§ Problem description: Lay out the data below as a Markdown table with the columns "Row" and "Line," giving each non-blank line its own numbered row and omitting blank lines. Leave the pictures out of your answer.

§ Material for this exercise:

-*-*-

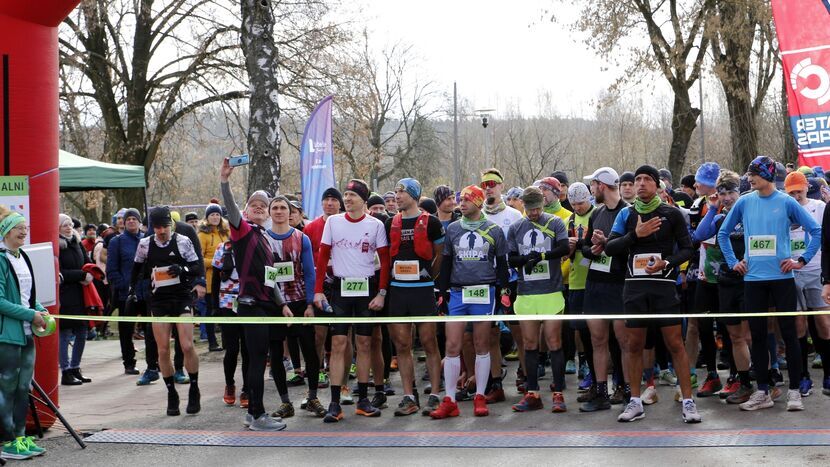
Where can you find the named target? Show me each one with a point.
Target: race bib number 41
(762, 245)
(475, 295)
(354, 287)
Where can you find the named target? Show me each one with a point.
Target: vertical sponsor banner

-*-*-

§ Solution for this problem:
| Row | Line |
|---|---|
| 1 | Where can you find the named target? Show me each one with a point. |
| 2 | Target: race bib number 41 |
| 3 | (762, 245) |
| 4 | (475, 295) |
| 5 | (354, 287) |
| 6 | Where can you find the named target? Show me each one with a point. |
| 7 | Target: vertical sponsor banner |